**Поставленная задача a**
Перечислите все занятия дяди Зигмунта на даче, которые названы в отрывке о даче в Малаховке.

**Исходный отрывок**
..............................

У родителей была часть дачи в Малаховке, вернее - небольшой уголок былой дачи средней руки с собственной терраской. Места не хватало даже для своей семьи, но родных и знакомых, особенно по выходным дням, собиралось множество. Тезавровские летом, как правило, где-то гастролировали, и тетя Нюся с Сигизмундом Доминиковичем приезжали одни. Порой дядя Зигмунт бывал и вовсе один. Лежал часами в шезлонге у единственной, зато густо засаженной цветами клумбы. Иногда дремал с открытыми глазами в гамаке. Писал за выставленным под деревья столом, прикрывая от ветра листы специально принесенным с озера рыжим камнем. Камень в обиходе так и назывался Зигмунтов камень и использовался для раскалывания орехов.

..............................

[Записи, взятые из коллекции]

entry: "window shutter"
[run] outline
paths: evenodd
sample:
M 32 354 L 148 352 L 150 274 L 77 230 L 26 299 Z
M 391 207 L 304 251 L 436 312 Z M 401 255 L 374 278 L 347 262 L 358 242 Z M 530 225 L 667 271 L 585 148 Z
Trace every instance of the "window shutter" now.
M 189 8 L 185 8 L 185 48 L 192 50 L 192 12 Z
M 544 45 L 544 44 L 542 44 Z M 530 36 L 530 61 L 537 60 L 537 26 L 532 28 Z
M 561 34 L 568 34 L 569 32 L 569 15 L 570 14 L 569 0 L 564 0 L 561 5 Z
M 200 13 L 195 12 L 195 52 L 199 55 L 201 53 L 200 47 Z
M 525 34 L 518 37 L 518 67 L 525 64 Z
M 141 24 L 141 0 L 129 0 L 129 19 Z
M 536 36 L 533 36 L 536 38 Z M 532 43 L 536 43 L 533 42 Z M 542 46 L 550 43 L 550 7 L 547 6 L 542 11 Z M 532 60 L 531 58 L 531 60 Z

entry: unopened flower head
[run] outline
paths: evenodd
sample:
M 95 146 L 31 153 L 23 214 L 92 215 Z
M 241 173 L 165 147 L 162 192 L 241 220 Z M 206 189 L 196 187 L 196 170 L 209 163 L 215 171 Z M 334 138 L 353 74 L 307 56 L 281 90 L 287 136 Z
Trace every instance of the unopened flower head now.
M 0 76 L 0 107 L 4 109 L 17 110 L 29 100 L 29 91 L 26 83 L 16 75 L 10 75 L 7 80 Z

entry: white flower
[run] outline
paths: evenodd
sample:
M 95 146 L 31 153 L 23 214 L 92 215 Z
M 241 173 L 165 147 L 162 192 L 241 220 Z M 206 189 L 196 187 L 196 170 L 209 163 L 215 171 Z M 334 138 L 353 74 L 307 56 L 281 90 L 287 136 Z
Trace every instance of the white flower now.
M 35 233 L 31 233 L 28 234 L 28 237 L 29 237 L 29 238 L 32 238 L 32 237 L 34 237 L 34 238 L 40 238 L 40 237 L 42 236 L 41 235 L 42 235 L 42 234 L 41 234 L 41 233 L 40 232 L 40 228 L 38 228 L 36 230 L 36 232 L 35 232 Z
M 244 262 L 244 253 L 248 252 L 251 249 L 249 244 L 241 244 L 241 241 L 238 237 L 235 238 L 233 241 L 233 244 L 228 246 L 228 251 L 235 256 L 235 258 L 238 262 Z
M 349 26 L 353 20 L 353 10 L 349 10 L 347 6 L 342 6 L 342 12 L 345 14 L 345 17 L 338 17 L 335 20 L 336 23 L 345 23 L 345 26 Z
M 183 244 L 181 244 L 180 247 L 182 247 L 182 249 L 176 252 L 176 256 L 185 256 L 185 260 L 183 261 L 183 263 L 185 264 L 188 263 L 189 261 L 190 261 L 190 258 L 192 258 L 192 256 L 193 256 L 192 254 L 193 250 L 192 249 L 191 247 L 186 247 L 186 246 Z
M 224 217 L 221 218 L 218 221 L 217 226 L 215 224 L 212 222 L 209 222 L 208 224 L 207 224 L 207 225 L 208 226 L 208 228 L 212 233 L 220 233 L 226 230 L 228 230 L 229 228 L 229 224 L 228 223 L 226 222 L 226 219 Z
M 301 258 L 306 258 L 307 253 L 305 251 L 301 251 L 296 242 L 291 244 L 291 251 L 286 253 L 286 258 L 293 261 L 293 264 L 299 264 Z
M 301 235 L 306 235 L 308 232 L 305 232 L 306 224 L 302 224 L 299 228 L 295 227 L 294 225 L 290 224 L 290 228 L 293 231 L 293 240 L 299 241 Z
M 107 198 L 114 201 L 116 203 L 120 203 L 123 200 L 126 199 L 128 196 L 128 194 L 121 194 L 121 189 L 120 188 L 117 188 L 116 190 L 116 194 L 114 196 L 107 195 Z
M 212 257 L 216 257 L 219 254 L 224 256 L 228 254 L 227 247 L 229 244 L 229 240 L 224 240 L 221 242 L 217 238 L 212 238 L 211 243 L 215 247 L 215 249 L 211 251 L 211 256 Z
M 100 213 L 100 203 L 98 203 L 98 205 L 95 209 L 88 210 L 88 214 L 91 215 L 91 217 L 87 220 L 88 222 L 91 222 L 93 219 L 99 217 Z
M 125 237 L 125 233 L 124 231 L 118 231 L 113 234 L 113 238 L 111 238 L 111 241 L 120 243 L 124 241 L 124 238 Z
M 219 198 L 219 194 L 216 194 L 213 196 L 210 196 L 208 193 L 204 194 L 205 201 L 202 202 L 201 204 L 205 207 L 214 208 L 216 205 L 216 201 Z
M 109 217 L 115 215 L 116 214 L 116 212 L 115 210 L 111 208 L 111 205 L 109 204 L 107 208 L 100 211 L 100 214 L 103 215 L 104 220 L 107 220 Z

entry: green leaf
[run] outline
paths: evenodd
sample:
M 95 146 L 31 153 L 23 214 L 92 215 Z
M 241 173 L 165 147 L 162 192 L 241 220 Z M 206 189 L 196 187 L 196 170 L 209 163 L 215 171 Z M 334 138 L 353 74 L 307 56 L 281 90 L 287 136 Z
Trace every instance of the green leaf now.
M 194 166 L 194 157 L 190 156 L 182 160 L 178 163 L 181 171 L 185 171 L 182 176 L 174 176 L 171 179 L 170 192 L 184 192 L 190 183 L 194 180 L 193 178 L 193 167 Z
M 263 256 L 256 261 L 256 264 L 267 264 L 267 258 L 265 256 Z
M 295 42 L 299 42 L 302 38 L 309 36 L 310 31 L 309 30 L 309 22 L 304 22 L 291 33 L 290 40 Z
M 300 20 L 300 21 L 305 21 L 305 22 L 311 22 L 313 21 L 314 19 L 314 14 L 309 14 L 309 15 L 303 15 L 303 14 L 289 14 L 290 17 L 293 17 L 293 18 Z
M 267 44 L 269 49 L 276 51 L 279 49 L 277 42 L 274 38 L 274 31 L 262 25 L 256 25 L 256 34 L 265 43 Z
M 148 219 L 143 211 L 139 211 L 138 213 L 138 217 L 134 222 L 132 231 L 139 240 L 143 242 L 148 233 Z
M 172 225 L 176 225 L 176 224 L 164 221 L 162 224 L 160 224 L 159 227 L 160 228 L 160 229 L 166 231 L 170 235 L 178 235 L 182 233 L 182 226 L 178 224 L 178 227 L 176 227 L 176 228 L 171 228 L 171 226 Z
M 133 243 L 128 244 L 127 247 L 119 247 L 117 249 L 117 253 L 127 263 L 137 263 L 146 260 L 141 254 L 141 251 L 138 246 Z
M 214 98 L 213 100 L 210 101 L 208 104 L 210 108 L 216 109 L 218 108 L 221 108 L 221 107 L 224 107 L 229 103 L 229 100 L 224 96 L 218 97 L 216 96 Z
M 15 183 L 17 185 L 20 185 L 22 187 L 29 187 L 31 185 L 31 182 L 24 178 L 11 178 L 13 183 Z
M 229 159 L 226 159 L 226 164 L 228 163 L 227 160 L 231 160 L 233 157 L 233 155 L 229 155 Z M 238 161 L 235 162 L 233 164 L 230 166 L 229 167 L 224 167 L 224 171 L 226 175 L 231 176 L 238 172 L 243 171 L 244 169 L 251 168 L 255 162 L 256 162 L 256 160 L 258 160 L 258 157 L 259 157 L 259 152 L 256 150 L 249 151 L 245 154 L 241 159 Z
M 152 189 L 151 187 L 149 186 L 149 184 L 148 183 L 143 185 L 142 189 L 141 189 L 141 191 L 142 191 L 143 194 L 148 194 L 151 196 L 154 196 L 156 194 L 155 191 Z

..............................

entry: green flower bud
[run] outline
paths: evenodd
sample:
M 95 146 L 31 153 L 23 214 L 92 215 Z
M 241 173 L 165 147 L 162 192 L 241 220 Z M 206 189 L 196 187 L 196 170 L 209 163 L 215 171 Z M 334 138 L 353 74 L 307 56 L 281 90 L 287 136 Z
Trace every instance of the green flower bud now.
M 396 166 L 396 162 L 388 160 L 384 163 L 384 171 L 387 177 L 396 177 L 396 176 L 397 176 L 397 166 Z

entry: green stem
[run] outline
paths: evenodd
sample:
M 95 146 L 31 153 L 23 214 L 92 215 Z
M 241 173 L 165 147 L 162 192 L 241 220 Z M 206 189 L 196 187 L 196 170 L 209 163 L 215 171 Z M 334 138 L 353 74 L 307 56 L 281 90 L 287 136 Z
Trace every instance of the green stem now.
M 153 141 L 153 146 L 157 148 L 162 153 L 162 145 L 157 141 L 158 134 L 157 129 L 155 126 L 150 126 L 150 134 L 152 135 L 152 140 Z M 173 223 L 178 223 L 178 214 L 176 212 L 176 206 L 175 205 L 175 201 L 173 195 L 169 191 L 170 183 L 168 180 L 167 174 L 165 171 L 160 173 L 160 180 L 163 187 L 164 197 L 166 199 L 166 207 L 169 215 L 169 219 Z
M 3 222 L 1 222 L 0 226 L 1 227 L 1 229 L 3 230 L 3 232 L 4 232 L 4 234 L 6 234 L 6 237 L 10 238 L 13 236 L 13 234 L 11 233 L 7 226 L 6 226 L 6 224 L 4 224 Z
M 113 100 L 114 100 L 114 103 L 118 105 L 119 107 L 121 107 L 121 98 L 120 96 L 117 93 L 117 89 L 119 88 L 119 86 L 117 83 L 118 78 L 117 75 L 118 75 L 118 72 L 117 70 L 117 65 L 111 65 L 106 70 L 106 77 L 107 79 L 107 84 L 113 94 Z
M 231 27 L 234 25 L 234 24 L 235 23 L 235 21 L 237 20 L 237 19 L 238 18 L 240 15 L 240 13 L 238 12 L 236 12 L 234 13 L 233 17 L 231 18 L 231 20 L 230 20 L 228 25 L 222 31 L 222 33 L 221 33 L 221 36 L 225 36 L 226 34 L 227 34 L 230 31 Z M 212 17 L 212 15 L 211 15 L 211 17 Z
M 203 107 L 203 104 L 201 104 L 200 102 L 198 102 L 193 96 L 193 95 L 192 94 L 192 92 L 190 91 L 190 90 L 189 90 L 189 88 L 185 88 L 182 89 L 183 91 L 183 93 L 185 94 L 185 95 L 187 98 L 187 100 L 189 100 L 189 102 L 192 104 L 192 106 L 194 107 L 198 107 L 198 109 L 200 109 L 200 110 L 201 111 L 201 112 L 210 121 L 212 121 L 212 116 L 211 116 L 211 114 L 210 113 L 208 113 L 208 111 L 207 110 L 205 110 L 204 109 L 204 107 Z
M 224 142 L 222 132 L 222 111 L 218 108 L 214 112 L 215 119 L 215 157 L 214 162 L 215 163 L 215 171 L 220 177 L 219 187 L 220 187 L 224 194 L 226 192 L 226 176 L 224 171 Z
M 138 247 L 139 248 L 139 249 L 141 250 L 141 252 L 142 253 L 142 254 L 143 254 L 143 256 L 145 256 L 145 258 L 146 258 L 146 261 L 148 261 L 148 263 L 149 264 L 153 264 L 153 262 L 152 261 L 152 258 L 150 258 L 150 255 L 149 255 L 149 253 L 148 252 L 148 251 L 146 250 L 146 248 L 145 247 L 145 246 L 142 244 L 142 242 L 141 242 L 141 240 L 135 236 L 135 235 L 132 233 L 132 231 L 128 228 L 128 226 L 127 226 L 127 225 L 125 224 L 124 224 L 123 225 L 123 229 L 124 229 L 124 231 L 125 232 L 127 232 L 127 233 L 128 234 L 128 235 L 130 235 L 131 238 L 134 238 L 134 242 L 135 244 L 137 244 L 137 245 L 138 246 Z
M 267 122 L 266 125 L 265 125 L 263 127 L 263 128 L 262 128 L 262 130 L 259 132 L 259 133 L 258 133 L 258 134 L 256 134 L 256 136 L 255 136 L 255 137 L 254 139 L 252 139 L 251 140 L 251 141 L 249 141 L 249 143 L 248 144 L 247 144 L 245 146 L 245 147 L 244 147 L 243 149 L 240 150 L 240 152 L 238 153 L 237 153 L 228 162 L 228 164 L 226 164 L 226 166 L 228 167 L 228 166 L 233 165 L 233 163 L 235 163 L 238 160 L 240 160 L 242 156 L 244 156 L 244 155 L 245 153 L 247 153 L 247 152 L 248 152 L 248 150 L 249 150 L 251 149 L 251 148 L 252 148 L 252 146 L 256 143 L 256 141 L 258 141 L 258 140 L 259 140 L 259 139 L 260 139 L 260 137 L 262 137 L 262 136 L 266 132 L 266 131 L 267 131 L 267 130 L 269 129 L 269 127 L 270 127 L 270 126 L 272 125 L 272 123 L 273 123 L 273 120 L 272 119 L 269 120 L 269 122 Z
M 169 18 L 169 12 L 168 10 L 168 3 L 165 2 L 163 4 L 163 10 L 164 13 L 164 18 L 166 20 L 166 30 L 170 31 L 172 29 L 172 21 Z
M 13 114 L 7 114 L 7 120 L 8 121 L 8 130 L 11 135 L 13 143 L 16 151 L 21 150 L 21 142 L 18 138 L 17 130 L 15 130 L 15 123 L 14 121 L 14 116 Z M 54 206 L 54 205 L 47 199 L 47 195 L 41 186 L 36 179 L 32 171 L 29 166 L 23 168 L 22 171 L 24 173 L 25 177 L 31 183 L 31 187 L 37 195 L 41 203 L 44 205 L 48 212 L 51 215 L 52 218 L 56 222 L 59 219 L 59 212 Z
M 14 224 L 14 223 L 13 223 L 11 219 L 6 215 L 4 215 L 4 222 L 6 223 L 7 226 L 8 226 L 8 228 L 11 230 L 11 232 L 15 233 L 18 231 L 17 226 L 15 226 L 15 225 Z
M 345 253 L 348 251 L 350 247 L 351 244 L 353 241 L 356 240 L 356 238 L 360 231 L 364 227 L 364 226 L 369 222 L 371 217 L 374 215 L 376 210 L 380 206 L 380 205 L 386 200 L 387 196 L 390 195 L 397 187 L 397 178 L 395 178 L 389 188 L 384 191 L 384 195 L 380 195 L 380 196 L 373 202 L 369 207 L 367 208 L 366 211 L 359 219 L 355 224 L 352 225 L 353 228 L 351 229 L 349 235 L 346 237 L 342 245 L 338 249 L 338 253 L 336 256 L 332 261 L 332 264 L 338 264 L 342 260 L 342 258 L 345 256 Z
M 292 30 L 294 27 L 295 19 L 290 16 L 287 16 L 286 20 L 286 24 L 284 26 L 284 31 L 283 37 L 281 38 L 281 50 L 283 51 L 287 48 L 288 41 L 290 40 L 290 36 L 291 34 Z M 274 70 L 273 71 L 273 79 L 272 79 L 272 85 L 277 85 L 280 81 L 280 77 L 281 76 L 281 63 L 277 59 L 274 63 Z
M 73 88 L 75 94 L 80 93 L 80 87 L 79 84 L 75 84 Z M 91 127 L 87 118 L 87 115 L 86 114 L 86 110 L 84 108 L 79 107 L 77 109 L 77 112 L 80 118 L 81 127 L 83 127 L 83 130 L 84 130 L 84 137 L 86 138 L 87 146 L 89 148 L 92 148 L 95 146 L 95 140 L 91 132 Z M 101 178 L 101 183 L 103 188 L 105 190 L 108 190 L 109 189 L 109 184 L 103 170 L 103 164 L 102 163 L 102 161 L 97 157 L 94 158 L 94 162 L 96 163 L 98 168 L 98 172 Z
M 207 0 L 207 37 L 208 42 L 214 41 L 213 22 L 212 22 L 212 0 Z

..............................

**Поставленная задача b**
Перепишите без изменений участок записей от строки, содержащей «entry: green flower bud», до строки, содержащей «M 396 166 L», включительно.

**Полный ответ a**
- Лежал часами в шезлонге у клумбы.
- Дремал с открытыми глазами в гамаке.
- Писал за выставленным под деревья столом.

**Полный ответ b**
entry: green flower bud
[run] outline
paths: evenodd
sample:
M 95 146 L 31 153 L 23 214 L 92 215 Z
M 241 173 L 165 147 L 162 192 L 241 220 Z M 206 189 L 196 187 L 196 170 L 209 163 L 215 171 Z M 334 138 L 353 74 L 307 56 L 281 90 L 287 136 Z
Trace every instance of the green flower bud now.
M 396 166 L 396 162 L 388 160 L 384 163 L 384 171 L 387 177 L 396 177 L 396 176 L 397 176 L 397 166 Z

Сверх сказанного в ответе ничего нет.